━━━━━ Records to process

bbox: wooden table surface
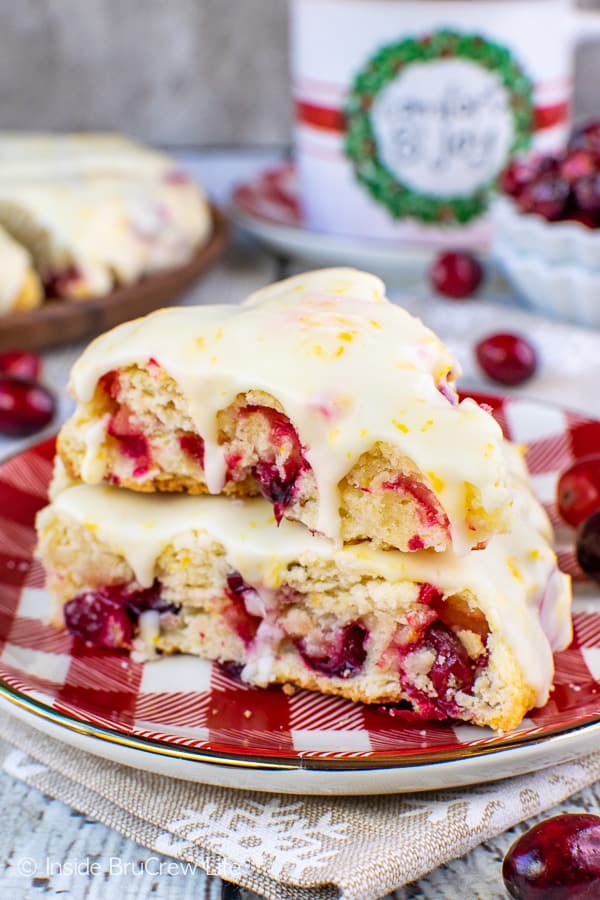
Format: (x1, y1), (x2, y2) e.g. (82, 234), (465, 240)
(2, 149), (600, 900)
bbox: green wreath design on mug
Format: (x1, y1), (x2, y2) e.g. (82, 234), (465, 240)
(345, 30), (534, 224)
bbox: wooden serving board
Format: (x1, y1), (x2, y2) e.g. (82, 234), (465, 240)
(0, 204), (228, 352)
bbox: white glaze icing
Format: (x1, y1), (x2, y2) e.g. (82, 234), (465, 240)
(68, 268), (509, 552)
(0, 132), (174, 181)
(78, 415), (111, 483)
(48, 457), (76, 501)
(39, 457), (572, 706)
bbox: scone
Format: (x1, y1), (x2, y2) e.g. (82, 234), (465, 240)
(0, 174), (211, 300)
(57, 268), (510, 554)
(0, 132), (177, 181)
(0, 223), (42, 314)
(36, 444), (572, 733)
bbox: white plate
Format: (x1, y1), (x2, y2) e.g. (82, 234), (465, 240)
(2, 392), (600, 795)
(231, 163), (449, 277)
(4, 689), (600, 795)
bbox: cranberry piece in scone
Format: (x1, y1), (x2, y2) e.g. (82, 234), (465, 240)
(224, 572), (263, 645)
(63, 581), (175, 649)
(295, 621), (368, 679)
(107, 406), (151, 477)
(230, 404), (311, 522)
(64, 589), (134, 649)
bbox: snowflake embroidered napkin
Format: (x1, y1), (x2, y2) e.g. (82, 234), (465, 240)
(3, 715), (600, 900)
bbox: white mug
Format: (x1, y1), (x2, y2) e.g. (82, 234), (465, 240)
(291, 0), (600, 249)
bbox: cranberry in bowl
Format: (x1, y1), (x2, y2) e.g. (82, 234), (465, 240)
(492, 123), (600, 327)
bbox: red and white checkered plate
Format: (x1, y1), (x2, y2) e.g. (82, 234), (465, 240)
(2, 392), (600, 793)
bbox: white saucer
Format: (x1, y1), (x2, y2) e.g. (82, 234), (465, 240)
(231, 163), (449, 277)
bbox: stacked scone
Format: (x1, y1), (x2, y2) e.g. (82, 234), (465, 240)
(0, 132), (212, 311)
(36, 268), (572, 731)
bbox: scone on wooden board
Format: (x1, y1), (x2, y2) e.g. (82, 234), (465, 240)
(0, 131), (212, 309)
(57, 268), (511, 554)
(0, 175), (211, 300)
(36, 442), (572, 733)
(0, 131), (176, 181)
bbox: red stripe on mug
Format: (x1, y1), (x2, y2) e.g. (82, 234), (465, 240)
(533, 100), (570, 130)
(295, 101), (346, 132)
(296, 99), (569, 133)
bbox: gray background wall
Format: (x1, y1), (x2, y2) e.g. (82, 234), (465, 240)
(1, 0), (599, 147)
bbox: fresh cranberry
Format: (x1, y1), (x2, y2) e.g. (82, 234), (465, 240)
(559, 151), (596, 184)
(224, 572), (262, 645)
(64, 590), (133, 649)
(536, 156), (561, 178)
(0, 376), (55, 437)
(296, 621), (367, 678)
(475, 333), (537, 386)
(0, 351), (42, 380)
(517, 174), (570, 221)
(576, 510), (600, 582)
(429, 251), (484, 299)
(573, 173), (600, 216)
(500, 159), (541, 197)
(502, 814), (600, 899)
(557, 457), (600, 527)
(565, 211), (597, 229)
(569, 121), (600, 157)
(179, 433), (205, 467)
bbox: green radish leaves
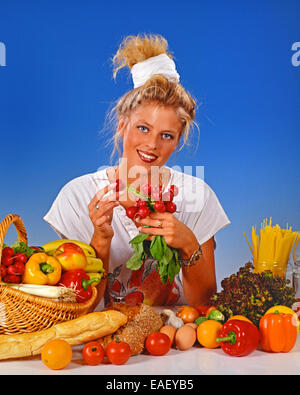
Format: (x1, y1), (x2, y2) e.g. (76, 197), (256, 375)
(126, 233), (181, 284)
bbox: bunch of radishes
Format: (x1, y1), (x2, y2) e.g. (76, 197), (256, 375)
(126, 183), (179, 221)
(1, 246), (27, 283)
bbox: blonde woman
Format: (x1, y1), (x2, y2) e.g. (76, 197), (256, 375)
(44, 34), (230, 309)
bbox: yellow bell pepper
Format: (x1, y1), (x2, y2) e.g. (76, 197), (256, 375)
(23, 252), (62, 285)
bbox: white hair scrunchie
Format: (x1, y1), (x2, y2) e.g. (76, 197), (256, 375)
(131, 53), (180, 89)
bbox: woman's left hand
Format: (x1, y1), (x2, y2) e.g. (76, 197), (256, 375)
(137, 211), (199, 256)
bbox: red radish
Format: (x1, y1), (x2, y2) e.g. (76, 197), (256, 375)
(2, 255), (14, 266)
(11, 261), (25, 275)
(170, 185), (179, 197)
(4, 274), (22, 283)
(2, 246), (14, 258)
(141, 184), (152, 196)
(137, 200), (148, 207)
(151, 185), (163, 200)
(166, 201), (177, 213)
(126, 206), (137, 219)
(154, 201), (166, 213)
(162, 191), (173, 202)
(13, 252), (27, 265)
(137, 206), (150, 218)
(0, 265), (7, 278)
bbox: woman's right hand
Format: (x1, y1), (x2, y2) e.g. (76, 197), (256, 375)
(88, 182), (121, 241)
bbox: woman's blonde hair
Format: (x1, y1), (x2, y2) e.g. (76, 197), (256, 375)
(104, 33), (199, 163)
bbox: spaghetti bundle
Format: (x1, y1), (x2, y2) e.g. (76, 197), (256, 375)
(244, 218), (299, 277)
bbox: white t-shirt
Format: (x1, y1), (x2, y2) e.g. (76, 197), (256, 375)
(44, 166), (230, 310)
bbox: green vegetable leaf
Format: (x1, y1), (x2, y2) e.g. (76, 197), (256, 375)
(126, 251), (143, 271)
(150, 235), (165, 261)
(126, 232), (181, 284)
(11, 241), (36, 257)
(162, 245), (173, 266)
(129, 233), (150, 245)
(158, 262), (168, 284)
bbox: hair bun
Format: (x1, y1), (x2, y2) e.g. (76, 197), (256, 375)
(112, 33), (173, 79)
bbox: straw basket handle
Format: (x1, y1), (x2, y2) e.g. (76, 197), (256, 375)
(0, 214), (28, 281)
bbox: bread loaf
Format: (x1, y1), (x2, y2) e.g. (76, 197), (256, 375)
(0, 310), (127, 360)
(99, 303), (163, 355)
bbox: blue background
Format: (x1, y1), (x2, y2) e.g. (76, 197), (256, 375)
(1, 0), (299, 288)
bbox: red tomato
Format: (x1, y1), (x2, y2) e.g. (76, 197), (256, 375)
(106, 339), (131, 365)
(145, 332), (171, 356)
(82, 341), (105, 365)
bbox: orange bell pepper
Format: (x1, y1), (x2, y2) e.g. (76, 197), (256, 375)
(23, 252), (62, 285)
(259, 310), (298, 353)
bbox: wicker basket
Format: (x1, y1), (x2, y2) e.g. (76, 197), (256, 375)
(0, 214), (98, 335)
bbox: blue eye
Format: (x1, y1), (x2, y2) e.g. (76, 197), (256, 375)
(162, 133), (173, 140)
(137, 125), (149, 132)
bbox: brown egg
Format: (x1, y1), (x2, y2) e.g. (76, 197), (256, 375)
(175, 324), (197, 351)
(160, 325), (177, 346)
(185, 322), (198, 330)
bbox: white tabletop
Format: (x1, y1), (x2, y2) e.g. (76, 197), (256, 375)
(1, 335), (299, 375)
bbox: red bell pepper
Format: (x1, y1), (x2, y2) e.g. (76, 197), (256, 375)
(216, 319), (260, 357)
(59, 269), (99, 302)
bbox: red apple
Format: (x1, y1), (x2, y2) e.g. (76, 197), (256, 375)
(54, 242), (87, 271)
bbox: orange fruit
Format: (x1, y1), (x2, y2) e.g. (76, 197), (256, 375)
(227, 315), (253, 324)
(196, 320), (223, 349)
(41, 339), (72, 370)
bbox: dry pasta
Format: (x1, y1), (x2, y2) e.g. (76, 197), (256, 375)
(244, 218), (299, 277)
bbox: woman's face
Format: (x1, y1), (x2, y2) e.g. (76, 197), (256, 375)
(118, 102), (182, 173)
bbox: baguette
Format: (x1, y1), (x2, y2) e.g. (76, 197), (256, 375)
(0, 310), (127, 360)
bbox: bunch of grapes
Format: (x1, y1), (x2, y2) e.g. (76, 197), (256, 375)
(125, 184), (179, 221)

━━━━━━━━━━

Return every line of the data above in which "woman" appears.

bbox: blonde woman
bbox: woman's left hand
bbox: woman's right hand
bbox: woman's blonde hair
bbox: woman's face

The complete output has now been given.